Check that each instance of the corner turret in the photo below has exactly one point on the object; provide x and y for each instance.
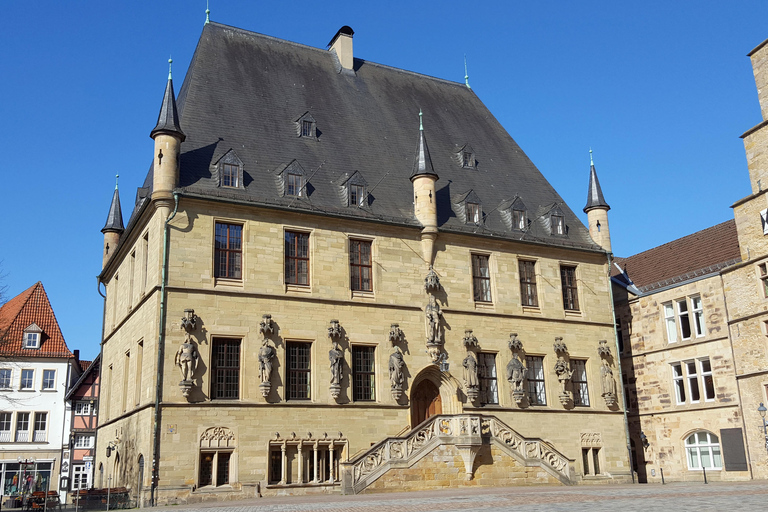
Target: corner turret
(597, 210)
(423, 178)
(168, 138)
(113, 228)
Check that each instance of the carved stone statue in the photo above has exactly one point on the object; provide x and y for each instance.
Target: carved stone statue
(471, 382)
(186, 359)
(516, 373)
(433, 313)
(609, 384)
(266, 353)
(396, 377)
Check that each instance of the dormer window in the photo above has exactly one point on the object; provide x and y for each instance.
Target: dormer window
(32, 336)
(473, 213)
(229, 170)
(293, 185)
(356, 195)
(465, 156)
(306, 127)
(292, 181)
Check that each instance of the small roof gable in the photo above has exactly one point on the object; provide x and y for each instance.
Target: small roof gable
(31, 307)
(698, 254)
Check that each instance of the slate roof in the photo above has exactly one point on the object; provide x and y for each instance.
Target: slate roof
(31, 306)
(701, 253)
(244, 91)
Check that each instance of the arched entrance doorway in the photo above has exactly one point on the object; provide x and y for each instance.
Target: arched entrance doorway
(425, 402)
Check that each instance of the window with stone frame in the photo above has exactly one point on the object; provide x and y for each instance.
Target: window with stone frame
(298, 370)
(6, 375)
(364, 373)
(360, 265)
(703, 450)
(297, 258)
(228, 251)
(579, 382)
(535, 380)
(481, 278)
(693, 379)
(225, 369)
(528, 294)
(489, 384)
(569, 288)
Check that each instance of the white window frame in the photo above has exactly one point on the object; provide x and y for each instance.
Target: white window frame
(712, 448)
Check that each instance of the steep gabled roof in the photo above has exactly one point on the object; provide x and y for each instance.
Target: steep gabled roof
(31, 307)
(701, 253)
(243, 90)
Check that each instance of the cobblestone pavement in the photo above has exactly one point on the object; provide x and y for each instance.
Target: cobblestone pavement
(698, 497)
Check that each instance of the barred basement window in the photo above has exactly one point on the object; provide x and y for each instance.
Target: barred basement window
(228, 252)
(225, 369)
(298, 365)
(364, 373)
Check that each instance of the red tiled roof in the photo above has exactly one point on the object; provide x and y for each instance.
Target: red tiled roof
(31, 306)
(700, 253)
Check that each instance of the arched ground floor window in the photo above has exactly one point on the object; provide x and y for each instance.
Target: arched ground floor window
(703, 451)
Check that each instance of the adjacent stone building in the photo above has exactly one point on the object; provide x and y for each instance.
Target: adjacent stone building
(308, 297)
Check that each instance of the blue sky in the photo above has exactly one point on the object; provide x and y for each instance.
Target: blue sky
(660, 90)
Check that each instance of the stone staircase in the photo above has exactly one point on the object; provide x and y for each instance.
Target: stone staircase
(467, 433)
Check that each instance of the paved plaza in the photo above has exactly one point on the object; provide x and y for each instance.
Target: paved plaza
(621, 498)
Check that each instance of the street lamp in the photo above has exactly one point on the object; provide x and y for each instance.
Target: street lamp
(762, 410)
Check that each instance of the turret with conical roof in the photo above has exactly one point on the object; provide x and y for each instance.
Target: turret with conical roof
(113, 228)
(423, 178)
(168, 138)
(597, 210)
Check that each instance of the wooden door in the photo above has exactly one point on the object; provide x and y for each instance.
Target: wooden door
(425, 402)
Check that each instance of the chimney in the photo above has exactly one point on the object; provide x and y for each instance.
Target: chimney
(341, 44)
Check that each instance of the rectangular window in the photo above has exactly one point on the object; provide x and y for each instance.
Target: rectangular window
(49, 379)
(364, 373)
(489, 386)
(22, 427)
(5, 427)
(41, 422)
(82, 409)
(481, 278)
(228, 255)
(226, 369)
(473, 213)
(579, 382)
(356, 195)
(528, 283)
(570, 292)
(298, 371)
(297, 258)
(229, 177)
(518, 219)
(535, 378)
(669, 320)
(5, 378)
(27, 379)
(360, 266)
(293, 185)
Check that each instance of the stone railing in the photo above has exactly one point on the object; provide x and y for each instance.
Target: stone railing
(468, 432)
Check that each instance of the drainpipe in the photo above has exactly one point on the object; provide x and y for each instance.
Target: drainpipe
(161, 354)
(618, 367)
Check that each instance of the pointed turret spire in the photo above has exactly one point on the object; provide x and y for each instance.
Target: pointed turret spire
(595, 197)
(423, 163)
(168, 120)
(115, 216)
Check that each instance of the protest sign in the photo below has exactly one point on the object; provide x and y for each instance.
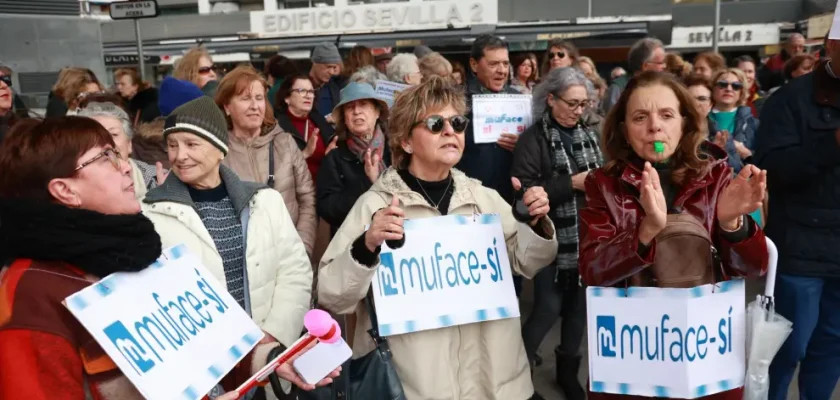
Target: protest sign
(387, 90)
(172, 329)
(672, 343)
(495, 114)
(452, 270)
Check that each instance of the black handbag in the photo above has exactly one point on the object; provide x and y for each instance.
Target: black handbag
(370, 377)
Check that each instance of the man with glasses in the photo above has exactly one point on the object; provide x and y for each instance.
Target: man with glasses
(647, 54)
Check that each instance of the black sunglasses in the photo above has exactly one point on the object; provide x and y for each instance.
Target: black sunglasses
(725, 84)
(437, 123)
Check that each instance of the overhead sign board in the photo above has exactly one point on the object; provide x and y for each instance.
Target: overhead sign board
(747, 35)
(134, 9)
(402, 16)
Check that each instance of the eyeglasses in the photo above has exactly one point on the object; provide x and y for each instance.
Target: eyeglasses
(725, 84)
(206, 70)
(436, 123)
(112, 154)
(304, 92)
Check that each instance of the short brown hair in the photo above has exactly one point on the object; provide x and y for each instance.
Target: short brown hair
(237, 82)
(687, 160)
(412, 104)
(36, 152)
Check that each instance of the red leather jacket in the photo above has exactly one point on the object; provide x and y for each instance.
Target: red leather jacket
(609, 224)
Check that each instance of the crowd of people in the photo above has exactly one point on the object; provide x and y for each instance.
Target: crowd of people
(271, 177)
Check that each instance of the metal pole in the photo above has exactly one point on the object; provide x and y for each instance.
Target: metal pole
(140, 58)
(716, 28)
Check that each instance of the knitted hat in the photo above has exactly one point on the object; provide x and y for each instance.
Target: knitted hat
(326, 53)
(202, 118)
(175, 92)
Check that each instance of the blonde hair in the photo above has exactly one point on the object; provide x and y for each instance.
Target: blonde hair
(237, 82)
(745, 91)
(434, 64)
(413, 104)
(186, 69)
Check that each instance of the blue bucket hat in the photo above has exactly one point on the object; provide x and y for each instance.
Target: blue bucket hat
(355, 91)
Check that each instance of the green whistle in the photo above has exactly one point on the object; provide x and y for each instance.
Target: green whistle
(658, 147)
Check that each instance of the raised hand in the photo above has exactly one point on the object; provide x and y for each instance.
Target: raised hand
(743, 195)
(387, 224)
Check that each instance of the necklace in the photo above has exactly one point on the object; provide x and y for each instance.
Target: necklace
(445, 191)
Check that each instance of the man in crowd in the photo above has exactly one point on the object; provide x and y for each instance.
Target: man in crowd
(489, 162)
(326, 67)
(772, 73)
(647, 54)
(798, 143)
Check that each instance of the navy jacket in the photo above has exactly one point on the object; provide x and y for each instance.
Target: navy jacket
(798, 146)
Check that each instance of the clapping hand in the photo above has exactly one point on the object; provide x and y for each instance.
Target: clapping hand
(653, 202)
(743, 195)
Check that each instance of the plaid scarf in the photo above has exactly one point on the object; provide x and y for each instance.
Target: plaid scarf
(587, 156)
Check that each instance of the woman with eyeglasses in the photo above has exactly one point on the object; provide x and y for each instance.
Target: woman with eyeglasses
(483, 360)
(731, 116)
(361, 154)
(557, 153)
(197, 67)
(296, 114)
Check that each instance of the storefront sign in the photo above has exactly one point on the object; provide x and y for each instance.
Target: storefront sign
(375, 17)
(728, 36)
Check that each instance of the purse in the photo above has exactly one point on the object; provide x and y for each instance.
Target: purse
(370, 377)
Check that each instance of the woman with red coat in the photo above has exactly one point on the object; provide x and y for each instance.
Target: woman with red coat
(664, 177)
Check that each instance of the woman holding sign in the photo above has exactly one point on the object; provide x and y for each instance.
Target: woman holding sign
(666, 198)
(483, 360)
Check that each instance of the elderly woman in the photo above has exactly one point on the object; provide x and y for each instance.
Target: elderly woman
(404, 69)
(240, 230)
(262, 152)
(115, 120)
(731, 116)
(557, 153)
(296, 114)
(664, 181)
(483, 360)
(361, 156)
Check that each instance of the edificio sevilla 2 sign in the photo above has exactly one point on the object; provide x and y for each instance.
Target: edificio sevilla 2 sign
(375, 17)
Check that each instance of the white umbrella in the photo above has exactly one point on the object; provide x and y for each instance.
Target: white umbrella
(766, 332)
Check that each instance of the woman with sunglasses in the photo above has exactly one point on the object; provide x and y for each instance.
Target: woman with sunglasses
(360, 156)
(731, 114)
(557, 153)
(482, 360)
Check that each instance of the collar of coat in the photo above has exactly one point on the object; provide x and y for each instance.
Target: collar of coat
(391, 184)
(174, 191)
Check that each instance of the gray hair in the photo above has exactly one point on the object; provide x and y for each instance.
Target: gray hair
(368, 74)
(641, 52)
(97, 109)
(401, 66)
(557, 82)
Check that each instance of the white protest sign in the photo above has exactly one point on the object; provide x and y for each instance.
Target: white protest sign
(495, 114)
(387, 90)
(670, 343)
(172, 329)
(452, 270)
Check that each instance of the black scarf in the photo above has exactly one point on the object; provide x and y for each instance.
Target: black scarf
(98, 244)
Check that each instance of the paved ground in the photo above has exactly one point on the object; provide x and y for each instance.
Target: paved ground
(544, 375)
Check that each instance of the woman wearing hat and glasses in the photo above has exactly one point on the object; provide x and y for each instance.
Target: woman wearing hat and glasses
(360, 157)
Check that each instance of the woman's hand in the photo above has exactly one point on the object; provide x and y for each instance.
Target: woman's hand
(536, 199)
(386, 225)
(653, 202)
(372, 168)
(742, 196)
========
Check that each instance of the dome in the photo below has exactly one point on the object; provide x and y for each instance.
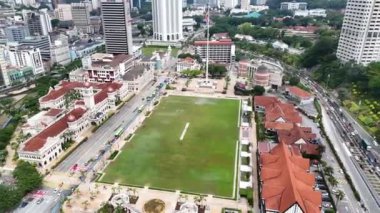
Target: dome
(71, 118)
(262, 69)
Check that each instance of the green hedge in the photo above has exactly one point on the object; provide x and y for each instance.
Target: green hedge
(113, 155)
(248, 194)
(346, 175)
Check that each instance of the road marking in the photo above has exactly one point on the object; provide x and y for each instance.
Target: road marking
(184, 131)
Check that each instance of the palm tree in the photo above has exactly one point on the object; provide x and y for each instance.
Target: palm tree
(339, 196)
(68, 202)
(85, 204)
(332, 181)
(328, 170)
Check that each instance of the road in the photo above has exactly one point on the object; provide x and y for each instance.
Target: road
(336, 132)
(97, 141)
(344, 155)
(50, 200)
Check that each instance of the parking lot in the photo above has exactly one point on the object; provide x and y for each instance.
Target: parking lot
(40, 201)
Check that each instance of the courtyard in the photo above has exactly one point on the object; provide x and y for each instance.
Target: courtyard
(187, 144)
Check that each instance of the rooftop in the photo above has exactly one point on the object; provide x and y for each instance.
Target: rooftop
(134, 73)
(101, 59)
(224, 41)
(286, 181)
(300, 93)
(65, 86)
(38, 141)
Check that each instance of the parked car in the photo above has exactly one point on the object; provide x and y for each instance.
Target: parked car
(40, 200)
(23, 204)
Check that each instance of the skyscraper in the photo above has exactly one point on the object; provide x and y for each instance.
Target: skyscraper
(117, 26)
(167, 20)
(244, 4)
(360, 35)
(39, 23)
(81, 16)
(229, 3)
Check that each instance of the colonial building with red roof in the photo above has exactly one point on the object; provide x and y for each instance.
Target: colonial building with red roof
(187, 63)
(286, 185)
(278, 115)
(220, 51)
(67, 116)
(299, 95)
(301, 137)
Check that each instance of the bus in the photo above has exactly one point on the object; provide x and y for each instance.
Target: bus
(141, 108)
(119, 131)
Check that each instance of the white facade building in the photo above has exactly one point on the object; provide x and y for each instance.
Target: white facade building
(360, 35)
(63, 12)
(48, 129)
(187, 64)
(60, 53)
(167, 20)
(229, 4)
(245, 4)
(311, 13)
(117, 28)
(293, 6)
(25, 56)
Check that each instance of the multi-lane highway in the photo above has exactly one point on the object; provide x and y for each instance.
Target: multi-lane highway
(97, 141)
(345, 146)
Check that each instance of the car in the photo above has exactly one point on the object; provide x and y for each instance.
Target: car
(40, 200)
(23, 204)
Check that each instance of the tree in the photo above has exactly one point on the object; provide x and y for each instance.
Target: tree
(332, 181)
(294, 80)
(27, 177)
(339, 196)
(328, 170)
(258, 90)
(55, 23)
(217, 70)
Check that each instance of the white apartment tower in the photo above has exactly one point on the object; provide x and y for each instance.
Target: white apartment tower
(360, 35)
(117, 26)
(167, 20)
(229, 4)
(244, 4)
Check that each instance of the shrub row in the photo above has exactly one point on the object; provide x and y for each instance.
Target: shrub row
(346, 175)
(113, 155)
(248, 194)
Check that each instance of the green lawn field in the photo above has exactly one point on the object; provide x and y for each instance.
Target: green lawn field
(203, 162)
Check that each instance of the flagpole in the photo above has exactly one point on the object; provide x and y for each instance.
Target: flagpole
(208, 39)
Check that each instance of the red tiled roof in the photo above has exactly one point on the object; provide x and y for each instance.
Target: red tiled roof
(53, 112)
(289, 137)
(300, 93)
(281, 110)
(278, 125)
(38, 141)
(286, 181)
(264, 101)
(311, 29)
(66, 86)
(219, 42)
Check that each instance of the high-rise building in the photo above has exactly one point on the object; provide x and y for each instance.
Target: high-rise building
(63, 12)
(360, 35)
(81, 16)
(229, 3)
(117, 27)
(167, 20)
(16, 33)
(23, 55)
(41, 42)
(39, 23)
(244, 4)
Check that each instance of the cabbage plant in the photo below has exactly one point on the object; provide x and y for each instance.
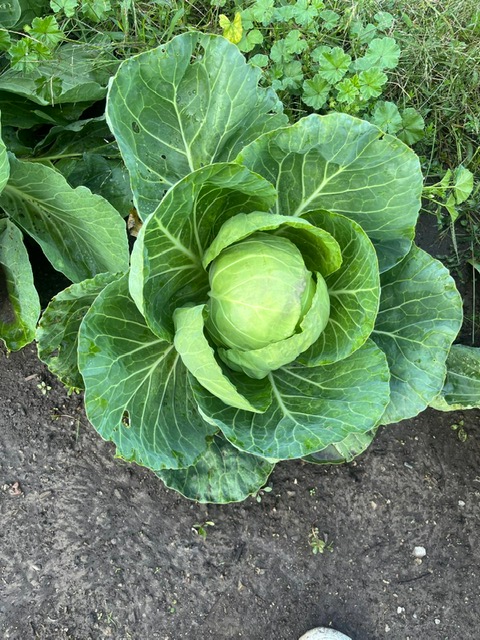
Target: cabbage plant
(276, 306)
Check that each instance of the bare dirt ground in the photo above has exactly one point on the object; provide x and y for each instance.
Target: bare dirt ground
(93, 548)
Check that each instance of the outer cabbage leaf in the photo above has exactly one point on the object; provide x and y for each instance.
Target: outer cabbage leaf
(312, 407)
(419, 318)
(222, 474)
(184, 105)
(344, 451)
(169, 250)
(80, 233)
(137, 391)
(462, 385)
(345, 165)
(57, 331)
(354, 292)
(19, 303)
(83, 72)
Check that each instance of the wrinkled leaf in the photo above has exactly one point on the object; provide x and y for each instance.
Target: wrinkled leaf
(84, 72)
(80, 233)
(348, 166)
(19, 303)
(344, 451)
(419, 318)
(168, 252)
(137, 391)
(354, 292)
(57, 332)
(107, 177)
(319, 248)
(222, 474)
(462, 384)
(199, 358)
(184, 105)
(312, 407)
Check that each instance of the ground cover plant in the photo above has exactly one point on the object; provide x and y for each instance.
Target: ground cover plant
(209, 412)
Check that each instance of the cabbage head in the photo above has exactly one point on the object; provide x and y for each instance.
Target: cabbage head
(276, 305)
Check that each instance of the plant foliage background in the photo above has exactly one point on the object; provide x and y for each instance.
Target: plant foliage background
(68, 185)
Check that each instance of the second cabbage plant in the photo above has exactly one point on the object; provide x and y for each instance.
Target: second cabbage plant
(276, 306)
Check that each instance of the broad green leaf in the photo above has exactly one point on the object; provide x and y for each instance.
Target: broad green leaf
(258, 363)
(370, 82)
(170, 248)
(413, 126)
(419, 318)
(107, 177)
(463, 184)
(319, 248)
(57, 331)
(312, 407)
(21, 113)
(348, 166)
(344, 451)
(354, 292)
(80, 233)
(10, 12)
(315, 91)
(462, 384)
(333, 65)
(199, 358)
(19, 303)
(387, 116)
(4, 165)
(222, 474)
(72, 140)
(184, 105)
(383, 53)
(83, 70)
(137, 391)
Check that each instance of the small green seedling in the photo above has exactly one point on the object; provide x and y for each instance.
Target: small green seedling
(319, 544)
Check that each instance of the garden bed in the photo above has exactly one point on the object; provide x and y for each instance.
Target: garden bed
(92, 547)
========
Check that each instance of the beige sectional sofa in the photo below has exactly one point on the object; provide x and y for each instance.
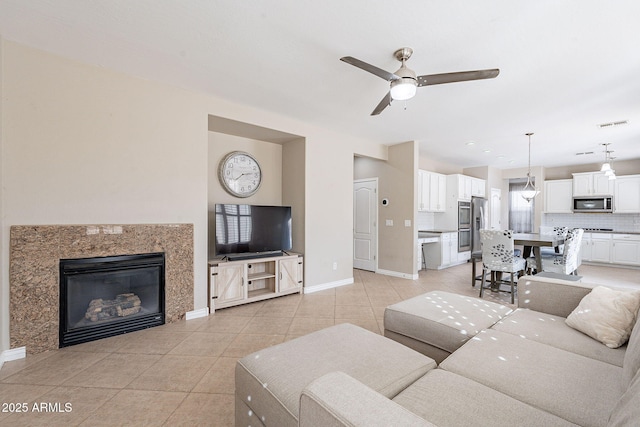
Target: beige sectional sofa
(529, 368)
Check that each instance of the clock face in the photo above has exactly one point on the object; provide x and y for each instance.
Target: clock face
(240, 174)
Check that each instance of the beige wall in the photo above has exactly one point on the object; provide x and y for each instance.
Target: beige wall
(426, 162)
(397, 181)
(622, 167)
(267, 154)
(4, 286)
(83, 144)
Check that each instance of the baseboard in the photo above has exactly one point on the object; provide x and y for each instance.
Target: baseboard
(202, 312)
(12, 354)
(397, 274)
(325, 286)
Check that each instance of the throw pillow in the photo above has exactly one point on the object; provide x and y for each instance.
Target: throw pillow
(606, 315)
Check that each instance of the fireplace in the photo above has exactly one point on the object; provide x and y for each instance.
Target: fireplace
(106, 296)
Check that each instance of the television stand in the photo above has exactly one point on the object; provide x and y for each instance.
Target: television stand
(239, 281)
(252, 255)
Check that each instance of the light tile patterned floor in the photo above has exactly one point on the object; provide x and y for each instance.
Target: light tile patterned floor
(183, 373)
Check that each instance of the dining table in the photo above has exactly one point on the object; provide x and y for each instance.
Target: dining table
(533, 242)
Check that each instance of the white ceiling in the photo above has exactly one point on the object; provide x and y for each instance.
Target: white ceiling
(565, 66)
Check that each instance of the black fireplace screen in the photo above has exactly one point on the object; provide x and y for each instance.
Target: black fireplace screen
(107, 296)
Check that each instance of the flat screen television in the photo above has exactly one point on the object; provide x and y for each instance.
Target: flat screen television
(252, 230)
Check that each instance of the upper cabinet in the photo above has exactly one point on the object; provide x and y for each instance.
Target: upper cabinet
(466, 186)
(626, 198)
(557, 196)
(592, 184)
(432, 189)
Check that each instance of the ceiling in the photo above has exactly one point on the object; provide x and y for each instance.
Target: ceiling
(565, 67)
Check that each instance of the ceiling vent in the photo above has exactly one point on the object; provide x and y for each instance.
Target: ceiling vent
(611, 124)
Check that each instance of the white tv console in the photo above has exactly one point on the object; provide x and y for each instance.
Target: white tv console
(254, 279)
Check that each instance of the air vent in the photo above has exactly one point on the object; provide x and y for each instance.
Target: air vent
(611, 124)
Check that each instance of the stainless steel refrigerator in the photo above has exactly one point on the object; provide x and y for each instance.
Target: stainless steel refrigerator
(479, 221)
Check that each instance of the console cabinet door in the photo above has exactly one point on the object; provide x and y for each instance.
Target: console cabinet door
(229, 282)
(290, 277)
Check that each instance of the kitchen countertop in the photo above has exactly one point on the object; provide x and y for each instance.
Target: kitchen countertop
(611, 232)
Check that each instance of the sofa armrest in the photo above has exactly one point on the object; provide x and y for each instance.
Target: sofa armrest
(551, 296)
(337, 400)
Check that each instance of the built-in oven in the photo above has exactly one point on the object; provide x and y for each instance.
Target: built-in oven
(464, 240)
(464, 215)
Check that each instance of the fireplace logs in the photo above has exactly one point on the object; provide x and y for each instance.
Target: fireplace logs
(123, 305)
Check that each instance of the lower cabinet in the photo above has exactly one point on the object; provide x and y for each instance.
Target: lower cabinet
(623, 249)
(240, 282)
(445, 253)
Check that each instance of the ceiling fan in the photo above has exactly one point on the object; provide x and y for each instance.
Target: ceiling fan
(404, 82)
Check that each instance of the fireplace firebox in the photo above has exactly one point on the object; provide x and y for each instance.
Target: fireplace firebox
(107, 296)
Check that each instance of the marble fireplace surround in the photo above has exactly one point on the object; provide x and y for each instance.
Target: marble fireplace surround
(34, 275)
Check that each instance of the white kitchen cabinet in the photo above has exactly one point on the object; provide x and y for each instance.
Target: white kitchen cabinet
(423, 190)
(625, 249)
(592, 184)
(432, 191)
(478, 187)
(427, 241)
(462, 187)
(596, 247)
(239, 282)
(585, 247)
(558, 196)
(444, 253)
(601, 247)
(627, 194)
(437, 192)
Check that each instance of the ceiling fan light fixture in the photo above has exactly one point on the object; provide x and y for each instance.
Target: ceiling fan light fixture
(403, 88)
========
- What you will do -
Pick out each line in the data above that contains the string "dining", and copy those lines. Case matters.

- Answer -
Check that each instance of the dining table in the photo above has exactly one point on the object; provide x and y for each instance.
Target: dining table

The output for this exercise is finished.